*** Record excerpts ***

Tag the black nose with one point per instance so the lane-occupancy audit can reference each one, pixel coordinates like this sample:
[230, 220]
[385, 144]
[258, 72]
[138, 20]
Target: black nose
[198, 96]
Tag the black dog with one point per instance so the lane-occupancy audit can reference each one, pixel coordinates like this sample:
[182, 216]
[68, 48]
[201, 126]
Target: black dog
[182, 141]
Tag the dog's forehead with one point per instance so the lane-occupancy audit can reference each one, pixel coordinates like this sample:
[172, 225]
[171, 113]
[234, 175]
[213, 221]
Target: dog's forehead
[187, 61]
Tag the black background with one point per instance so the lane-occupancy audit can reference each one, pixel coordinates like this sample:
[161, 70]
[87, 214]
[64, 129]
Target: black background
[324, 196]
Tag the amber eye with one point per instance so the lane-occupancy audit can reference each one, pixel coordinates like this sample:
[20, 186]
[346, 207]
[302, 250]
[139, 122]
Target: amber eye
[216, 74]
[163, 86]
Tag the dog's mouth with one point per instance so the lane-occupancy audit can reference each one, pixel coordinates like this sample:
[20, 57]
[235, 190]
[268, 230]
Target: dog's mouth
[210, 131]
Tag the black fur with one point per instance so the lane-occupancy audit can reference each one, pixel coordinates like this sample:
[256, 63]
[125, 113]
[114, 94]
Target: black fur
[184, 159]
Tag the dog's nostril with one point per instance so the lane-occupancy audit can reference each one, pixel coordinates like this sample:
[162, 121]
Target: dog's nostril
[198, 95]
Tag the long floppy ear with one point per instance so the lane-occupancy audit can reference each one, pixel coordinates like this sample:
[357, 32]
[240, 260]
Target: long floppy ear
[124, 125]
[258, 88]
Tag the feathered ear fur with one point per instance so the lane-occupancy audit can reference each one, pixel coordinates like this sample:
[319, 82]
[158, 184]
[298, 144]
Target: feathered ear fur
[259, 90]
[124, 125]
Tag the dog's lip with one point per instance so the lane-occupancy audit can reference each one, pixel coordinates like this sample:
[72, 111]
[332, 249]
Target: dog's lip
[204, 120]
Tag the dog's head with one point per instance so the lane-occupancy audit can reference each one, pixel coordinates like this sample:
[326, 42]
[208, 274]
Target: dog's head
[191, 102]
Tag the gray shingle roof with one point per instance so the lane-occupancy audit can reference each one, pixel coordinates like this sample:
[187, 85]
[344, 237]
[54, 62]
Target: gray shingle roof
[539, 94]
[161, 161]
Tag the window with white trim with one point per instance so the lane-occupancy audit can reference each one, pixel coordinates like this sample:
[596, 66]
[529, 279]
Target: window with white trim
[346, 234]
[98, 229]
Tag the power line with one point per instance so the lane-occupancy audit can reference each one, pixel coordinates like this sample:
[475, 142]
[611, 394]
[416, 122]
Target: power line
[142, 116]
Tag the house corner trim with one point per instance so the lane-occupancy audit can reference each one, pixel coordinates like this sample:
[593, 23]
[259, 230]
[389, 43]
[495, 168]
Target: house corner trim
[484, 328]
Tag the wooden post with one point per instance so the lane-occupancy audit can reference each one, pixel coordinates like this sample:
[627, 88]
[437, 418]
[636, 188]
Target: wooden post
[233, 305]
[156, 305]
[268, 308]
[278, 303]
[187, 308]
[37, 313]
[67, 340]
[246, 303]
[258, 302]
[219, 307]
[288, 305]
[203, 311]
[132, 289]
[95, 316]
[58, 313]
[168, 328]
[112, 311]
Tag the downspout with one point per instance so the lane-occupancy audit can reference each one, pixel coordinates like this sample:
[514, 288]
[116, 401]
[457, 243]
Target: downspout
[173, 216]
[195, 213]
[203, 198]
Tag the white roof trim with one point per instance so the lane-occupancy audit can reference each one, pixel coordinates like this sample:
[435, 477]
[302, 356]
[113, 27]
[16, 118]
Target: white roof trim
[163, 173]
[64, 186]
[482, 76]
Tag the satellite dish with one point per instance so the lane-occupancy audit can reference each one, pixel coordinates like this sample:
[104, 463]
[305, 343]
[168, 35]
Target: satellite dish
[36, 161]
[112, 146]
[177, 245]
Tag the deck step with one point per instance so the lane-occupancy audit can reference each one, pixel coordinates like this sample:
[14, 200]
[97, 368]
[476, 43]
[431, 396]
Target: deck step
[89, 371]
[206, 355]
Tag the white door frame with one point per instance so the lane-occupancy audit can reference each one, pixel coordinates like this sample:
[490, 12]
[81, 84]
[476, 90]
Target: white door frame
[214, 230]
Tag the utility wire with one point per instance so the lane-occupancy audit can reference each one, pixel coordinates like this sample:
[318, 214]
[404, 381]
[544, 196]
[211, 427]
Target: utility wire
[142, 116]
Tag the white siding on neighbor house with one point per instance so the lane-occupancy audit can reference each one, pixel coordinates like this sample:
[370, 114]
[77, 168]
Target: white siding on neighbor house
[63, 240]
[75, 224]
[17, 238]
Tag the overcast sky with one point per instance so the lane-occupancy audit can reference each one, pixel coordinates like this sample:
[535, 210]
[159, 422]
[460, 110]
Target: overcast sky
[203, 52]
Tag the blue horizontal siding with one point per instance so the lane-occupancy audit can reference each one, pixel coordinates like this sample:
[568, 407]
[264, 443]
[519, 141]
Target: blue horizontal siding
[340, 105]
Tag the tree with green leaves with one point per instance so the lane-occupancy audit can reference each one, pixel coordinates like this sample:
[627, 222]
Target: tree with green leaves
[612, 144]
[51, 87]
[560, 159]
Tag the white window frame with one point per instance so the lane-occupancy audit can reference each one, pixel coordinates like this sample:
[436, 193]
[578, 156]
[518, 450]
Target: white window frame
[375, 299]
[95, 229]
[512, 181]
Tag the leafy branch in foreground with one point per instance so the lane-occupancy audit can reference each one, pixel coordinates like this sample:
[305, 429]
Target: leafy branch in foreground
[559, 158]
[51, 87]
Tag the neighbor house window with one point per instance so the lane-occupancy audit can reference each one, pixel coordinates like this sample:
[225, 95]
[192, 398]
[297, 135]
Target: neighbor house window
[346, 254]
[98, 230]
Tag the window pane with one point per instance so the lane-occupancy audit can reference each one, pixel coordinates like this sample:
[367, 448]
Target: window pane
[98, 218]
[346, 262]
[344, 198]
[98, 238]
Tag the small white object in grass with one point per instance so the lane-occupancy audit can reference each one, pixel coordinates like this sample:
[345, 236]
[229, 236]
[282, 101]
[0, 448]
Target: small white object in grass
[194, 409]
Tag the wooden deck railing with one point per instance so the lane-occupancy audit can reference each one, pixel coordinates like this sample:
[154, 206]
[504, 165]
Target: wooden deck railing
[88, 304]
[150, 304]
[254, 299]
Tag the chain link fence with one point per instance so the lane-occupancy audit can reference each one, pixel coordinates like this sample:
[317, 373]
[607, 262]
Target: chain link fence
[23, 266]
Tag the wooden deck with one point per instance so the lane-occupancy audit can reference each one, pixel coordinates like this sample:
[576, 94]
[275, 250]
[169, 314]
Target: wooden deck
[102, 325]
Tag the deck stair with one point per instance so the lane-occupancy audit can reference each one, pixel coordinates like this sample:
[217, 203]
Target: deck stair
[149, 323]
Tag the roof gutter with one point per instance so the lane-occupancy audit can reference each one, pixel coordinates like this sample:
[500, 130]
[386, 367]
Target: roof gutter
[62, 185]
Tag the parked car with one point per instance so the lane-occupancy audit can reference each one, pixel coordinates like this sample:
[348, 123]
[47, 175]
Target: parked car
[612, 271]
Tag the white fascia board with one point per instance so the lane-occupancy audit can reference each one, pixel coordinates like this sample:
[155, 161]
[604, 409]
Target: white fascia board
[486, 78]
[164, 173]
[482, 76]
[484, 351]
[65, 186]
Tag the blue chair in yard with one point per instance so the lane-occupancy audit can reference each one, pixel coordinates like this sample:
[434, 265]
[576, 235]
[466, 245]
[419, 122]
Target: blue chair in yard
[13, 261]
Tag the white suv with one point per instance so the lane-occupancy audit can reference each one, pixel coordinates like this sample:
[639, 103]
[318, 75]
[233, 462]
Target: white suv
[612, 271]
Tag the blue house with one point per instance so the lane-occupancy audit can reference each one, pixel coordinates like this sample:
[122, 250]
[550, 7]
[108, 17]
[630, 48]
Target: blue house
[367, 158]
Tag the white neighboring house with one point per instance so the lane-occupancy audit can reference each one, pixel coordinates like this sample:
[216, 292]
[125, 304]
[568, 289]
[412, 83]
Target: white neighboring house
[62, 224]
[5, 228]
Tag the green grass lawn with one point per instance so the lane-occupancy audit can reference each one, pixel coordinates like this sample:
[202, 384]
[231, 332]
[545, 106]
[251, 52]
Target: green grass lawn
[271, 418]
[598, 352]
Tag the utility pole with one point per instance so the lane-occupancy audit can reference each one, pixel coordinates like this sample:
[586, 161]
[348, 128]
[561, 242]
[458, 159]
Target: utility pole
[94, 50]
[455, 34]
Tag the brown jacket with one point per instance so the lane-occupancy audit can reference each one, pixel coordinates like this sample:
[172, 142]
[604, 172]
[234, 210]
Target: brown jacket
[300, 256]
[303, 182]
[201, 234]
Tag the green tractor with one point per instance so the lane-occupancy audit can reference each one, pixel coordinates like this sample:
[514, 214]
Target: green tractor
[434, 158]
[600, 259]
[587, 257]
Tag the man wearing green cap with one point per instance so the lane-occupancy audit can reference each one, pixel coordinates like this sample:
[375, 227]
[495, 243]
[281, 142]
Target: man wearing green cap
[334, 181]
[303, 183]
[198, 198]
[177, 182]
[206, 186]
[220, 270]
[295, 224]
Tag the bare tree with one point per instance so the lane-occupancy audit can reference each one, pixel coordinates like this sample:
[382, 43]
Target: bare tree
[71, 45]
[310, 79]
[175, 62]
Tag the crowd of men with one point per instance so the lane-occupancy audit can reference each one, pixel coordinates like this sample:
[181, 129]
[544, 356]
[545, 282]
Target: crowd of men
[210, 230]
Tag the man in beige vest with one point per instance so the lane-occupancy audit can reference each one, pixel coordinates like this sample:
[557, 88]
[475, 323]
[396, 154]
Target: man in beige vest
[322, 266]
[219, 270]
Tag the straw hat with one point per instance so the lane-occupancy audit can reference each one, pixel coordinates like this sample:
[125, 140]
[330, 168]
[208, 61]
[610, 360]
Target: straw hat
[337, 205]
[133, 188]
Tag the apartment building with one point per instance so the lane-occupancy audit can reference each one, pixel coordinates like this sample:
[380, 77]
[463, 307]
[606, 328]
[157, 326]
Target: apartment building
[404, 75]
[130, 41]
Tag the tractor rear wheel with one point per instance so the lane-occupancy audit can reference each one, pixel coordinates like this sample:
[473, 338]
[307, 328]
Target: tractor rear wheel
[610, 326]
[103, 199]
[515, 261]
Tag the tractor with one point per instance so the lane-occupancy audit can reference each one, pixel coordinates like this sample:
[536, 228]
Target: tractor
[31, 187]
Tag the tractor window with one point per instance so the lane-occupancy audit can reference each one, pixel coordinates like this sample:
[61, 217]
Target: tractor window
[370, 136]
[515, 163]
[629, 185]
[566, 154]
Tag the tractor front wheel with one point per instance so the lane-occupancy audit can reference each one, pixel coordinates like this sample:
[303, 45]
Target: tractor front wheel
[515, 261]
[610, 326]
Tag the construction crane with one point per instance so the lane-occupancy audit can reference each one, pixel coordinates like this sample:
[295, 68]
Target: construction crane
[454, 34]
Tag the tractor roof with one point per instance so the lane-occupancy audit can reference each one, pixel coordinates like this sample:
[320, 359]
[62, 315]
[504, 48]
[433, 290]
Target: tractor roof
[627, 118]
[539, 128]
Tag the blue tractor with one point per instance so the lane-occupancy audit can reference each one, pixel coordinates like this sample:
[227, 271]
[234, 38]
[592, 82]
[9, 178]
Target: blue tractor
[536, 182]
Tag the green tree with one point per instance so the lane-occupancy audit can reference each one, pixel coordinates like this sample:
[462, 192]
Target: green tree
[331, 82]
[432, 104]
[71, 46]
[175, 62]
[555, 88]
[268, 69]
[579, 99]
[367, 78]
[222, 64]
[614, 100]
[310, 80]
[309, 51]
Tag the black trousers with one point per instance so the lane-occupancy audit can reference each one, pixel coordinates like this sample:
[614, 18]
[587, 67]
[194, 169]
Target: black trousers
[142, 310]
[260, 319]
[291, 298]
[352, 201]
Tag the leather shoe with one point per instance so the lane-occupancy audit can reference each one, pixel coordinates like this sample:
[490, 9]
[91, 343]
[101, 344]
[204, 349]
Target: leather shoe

*** End of Record excerpts ***

What you will do
Scan the data above and state how many of its lines contain the string "shoe", with no other content.

Output of the exercise
2